Your assignment:
In the poetry commentary below, which journal published the poem under discussion?

Study text:

____________________

Here we are again! This time, let's take a look at the first two stanzas of Sally Rosen Kindred's poem "Prayer with Oaks and Visual Snow Syndrome" published by Thrush Poetry Journal. And remember - we read poems like we cook barbecue. Low and slow.
“The snow in my head is touching
all the trees in the woods, touching the twilight bark
that falls like the braids
of women. The snow in my head rubs its faces
into my face, then turns and rubs its faces
on the gray cheeks of moss”
Aren’t lenses funny? We all look through lenses - of class, age, gender, culture, experience. Some are muddier than others. My lens has definitely been scratched by neurodivergence, trauma, poverty, as well as the resulting depression and anxiety. Believe me, it ain’t rose-colored glass, ya’ll.
So when I came to Sally Rosen Kindred’s poem and read the first phrase,
“The snow in my head”
I immediately connected to what I read, through my own lens, as a (delicate, delicious) metaphor for difficult, disabling mind chatter - rumination, distraction, indecision, answer-seeking.
In my last OPP, I confessed my penchant for skipping titles. Here, I skimmed the title, Prayer with Oaks and Visual Snow Syndrome, forming a notional expectation of an intimate, spiritual nature poem a la Mary Oliver. I also, however, picked up on an already present dichotomy provided by the colder medical parlance of Visual Snow Syndrome, promising that ever-important tension which every poem needs. It was indeed this dichotomy that drew me to read the poem.
(Me, learning the differences.)
Okay, back to Kindred’s poem. We have the title, Prayer with Oaks and Visual Snow Syndrome, presenting this intriguing dichotomy of spiritual and medical. Then, the first phrase of the first line, which puts me in my head, thinking this is a mental illness poem. Highly relatable. Super excited.

____________________

Dataset extract:
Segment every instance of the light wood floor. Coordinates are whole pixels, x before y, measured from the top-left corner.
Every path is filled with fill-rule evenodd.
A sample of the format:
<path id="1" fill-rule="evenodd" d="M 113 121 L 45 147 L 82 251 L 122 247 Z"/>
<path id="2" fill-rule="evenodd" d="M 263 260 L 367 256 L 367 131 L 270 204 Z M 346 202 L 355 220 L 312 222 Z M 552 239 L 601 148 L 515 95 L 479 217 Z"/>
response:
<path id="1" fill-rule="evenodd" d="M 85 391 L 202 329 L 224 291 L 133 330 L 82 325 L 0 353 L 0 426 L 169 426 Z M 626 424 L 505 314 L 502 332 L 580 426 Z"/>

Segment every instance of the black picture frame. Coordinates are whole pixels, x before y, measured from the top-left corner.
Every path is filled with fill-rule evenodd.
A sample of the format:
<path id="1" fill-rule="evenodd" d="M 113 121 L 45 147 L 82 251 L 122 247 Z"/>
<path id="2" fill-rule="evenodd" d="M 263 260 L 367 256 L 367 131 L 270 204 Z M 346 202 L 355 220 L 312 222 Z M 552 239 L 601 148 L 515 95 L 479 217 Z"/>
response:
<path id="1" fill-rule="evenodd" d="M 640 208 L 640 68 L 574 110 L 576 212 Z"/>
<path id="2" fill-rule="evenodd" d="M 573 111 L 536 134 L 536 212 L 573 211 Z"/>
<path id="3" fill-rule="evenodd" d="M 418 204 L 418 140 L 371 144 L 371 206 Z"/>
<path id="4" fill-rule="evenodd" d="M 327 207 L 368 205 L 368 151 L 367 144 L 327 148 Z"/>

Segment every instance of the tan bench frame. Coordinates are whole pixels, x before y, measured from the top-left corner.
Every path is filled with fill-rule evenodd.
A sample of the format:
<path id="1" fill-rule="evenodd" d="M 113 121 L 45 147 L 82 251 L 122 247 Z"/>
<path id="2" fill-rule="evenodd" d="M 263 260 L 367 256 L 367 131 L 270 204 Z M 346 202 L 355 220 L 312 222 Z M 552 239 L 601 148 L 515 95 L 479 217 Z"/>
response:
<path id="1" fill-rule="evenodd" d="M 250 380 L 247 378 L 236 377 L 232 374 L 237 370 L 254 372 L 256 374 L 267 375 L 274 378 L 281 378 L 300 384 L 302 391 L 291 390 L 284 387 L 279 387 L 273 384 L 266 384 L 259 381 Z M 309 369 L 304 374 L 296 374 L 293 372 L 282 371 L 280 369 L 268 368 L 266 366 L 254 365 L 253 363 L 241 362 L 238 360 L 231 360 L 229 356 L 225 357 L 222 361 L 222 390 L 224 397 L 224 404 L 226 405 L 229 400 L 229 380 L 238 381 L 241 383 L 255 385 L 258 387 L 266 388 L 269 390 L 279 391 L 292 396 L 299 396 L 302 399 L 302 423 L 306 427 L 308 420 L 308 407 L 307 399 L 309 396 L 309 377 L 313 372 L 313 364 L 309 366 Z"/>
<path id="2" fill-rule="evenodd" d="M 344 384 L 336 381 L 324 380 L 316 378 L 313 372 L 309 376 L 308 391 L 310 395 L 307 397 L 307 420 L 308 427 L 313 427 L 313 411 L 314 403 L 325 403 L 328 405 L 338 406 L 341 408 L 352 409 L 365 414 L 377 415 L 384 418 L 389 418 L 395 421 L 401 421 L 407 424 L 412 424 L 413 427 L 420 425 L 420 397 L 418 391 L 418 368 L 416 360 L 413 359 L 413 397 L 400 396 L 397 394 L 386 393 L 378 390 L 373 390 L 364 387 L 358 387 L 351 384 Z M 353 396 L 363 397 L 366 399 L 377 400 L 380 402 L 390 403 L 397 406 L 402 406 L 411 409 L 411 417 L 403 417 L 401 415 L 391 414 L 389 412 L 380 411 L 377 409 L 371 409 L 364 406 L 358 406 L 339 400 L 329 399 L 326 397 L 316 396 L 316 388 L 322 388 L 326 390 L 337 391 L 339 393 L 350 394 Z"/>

____________________

The answer:
Thrush Poetry Journal